#### Text for analysis
= Beginning of Section =

New research from Sweden shows patients who have received bariatric surgery live 3 years longer, on average, than those given conventional treatment for their obesity.
“Now, for the first time, we’ve got a measure of how much bariatric surgery prolongs life expectancy for the average patient,” said lead author Lena Carlsson Ekander, MD, PhD, professor of Clinical Metabolic Research, Sahlgrenska Academy, University of Gothenburg, Sweden, in a university press release. “But it’s important to point out that it’s a matter of averages. Not all patients are the same, so you can’t draw the conclusion that everyone who gets the operation done lives three years longer.”
Using subjects from the Swedish Obese Subjects study—which started in 1987 and has been led by Ekander since 2005—researchers analyzed 2007 adult patients who had undergone bariatric surgery and a control group of 2040 adults given conventional, nonsurgical obesity treatment. A representative reference group of 1135 people from the general population was also included.
The results showed that the adjusted median life expectancy for patients who underwent bariatric surgery was 3 years (95% confidence interval [CI], 1.8-4.2) longer than in the control group, but 5.5 years shorter vs the general population.
The 2 most common causes of death in the study were from cardiovascular disease (CVD) and cancer. Participants in the bariatric surgery group had a lower CVD mortality rate (hazard ratio [HR], 0.70; 95% CI, 0.57-0.85) and a lower cancer mortality rate (HR, 0.77; 95% CI, 0.61-0.96) vs the control group.
Despite these beneficial effects of bariatric surgery, only a minority of eligible patients undergo an operation, which is why the researchers emphasized the importance of providing patients appropriate information so they can make an informed decision.
“Obesity has long been known to reduce average life expectancy by some five to ten years. Our study shows that bariatric surgery prolongs it by three years. But even after surgery, patients still have a shorter life expectancy than the general population. That’s why it’s very important for bariatric patients to be offered adequate postoperative monitoring and follow-up,” concluded Ekander in the same press release.

= End of Section =

#### Required work
**a.** Rewrite the paragraph of the bariatric surgery article that begins "Using subjects from the Swedish Obese Subjects study" as a short bulleted list, keeping its main facts.
**b.** Reproduce word for word the part of the bariatric surgery article that opens with the words containing "Using subjects from" and closes with "was also included.".

#### Excerpted records
= Beginning of Section =

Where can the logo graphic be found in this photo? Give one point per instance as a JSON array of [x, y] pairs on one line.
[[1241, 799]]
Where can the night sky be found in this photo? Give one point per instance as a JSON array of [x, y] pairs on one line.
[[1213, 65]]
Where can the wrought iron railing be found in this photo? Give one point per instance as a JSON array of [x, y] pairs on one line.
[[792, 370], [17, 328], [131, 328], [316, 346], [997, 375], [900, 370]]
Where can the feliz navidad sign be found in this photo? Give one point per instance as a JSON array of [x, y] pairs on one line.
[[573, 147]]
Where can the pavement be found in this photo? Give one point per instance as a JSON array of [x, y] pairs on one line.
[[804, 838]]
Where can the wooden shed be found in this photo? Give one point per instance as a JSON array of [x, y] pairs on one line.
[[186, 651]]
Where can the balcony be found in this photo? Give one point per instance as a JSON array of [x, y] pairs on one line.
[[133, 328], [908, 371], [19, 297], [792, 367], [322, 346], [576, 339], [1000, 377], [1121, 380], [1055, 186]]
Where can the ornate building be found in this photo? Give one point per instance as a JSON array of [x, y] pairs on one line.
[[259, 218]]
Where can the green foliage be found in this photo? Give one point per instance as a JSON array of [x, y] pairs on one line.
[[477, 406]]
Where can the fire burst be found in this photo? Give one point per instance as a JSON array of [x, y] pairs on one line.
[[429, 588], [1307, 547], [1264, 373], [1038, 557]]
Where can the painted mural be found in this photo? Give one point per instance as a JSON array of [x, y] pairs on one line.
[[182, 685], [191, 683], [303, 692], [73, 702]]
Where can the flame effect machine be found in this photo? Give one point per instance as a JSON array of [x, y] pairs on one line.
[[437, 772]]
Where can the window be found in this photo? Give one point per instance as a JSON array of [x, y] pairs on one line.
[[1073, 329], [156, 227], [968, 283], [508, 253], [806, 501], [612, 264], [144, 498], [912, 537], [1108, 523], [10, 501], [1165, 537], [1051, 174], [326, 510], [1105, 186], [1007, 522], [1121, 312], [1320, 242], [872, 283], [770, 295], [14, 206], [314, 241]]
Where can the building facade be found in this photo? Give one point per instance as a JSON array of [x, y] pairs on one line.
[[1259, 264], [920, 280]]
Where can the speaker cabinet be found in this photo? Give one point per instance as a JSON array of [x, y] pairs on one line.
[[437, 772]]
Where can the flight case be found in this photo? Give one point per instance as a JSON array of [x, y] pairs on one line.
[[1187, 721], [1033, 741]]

= End of Section =
= Beginning of Section =

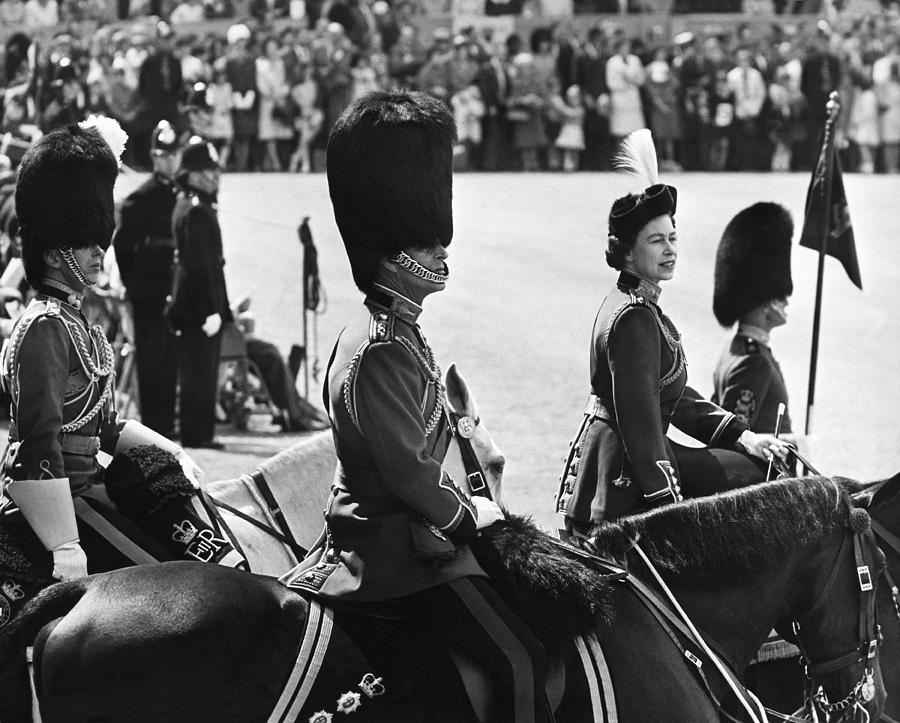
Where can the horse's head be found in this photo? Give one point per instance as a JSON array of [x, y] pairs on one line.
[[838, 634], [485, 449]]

= End of Section =
= Beginning of Section =

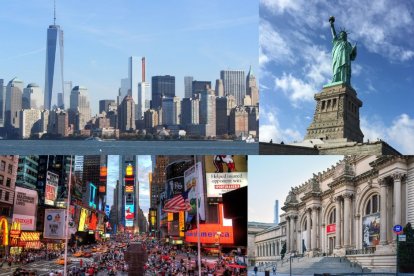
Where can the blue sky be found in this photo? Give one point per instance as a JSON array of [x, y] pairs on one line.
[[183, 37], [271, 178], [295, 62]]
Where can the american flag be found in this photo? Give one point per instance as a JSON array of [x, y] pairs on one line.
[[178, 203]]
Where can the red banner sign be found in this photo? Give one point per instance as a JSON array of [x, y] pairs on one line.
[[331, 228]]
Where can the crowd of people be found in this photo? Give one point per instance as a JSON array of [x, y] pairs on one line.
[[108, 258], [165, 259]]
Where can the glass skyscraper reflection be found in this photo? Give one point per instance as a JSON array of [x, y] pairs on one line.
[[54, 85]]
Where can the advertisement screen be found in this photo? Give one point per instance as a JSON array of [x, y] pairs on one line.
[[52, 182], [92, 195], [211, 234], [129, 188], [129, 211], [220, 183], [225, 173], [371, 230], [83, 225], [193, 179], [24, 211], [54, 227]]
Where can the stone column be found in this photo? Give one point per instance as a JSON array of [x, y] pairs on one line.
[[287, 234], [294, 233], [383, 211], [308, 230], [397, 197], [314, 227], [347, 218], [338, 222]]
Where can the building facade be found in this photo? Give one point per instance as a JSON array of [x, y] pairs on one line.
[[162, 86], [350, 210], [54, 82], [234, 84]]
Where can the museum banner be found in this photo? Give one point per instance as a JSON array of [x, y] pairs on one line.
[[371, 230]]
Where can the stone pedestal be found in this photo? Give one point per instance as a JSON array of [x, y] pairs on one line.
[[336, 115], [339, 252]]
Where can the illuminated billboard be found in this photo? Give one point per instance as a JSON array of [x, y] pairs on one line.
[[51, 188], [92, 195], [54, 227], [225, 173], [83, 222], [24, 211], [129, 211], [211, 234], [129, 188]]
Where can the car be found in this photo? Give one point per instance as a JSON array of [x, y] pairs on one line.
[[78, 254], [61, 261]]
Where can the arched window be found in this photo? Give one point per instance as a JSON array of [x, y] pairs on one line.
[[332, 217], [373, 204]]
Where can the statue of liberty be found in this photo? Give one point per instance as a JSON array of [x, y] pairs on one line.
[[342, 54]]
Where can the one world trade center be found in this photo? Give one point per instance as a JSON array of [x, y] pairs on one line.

= End of Section =

#### Answers per task
**a.**
- Source: the Swedish Obese Subjects study, started in 1987 and led by Ekander since 2005
- Surgery group: 2007 adults who had undergone bariatric surgery
- Control group: 2040 adults given conventional, nonsurgical obesity treatment
- Reference group: 1135 people representative of the general population

**b.**
Using subjects from the Swedish Obese Subjects study—which started in 1987 and has been led by Ekander since 2005—researchers analyzed 2007 adult patients who had undergone bariatric surgery and a control group of 2040 adults given conventional, nonsurgical obesity treatment. A representative reference group of 1135 people from the general population was also included.